++++ GIVEN RECORDS
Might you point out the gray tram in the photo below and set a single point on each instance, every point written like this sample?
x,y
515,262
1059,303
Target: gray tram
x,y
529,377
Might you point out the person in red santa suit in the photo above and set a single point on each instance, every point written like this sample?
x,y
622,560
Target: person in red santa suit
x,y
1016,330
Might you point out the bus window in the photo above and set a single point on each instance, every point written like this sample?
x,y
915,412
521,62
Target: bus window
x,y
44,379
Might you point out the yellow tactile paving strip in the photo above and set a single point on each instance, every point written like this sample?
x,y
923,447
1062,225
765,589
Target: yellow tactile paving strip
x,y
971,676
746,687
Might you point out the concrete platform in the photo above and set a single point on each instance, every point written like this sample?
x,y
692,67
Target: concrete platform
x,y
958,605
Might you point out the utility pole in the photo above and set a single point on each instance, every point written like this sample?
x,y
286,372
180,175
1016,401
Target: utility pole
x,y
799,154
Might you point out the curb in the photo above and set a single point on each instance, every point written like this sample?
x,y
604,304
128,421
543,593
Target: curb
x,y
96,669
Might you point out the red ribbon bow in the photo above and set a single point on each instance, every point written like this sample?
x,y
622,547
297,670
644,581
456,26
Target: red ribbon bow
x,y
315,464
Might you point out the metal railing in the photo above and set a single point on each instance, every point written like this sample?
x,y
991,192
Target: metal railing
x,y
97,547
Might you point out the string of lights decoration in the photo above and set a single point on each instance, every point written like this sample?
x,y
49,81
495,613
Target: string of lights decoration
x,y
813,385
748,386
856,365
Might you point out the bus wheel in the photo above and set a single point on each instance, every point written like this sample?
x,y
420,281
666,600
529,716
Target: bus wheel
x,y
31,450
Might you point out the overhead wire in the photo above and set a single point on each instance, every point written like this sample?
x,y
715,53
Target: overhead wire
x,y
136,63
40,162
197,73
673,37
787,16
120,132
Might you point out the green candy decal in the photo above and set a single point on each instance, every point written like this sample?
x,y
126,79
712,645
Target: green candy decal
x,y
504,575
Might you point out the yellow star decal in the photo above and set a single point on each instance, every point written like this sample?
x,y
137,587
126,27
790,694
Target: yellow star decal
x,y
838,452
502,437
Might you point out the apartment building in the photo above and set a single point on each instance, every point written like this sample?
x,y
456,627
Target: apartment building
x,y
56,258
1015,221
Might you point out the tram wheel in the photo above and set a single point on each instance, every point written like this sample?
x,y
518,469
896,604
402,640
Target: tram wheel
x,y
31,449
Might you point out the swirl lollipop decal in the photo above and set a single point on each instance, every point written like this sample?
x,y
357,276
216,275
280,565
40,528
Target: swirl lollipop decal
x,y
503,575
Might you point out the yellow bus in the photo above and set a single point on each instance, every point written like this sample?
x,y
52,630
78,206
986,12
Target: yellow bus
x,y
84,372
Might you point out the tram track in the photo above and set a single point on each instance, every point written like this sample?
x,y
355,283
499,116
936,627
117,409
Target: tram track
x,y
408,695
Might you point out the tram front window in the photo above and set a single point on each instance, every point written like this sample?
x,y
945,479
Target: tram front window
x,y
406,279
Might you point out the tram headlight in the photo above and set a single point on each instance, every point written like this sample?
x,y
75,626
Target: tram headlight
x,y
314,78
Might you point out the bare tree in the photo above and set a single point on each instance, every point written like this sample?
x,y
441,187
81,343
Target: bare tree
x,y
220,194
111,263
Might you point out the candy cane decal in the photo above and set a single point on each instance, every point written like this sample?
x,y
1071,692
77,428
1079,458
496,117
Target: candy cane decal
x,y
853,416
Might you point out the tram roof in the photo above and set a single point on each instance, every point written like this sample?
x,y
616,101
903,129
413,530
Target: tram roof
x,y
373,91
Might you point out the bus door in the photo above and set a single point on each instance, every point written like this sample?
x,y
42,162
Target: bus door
++++++++
● **TASK TO CARRY OUT**: Extract every line containing the string "door" from the data above.

● **RESULT**:
Might you point out the bus door in the photo above and set a single point on each instance, every point written like this sample?
Target: bus door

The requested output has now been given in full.